*SOURCE EXCERPT*.
★ ★ ★ ★ ★

Main Street Gas pricing paves way for Turkey break, possible $15B slate next week
All of the muni market issuance for the week hit on Tuesday, before the Thanksgiving break mutes action for the remaining three days.
"The bankers wanted to get the deals done with earlier, so they could hit the road," said one New York trader. "The deals got done, but not at blowout levels like we have been accustomed to seeing."
The trader said that he chalked up lower subscriptions on Tuesday's deals to two reasons.
"First off, there are less people around due to the holiday as everyone wants to start their break a little early," he said. "Secondly, there will be at least $15 billion in new deals coming next week and plenty of cash on hand. so I would imagine they are saving deployment for next week, when there are going to be a crazy amount of options to choose from."
Citigroup priced the Main Street Natural Gas Inc.’s (A3/NAF/NAF/NAF) $631.97 million of Series 2019C gas supply revenue bonds on Tuesday.
Goldman Sachs priced the National Finance Authority of New Hampshire’s (Aaa/VMIG1/NR/NR/NR) $314.06 million of Series 2019 exempt facilities revenue refunding bonds for the Emerald Renewable Diesel LLC project.
The non-callable deal is due June 1, 2049 and has a mandatory tender date of Aug. 31, 2020. Proceeds will refund the Port of Port Arthur Navigation District of Jefferson County, Texas’ $315 million of Series 2018 exempt facilities revenue bonds for the Emerald Renewable Diesel LLC project.
RBC Capital markets priced the Board of Trustees of Michigan State University’s (Aa2/AA/NR/NR) $148.315 million of Series 2019C general revenue refunding bonds. Proceeds will refund certain outstanding debt of the issuer.
In the competitive arena, New York’s Triborough Bridge and Tunnel Authority (Aa3/AA-/AA-/AA) sold $200 million of Series 2019C general revenue bonds, which were won by Bank of America Securities with a true interest cost of 3.0238%. Proceeds will fund the MTA’s capital program to finance bridge and tunnel projects.

★ ★ ★ ★ ★

*DO THIS*. Reproduce the passage of the muni market report above starting with "The non-callable deal" and going on through "of the issuer.", word for word.

★ ★ ★ ★ ★

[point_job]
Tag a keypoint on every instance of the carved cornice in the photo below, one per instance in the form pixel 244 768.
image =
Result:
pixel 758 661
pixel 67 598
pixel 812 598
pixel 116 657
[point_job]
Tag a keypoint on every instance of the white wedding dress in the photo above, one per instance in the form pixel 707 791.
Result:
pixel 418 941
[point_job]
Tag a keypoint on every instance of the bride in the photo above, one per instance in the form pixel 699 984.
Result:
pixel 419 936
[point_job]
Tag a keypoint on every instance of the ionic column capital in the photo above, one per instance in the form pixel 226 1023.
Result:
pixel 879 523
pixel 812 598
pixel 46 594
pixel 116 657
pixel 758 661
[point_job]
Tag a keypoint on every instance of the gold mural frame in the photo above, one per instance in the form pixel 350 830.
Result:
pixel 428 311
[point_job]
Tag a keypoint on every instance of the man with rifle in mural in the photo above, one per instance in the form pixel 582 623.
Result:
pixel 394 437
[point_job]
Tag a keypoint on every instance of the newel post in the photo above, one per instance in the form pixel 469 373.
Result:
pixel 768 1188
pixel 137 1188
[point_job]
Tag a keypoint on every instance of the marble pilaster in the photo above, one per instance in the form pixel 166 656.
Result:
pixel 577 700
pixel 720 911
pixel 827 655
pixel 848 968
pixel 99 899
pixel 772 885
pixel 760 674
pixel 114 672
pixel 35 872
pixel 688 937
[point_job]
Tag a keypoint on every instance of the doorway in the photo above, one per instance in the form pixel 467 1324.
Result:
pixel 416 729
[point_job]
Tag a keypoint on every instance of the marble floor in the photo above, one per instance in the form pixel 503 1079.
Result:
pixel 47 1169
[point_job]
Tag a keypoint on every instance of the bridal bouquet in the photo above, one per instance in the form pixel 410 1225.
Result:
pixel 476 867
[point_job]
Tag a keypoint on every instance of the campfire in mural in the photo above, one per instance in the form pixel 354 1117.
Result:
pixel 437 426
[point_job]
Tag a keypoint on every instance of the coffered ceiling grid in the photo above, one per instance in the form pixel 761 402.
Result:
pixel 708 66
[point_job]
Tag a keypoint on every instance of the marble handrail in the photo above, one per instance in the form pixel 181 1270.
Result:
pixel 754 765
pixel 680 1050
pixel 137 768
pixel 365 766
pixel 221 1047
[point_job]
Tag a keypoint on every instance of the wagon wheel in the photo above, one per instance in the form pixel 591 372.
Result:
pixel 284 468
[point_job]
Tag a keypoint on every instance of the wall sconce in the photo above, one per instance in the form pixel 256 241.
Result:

★ ★ ★ ★ ★

*FINISHED TASK*.
The non-callable deal is due June 1, 2049 and has a mandatory tender date of Aug. 31, 2020. Proceeds will refund the Port of Port Arthur Navigation District of Jefferson County, Texas’ $315 million of Series 2018 exempt facilities revenue bonds for the Emerald Renewable Diesel LLC project.
RBC Capital markets priced the Board of Trustees of Michigan State University’s (Aa2/AA/NR/NR) $148.315 million of Series 2019C general revenue refunding bonds. Proceeds will refund certain outstanding debt of the issuer.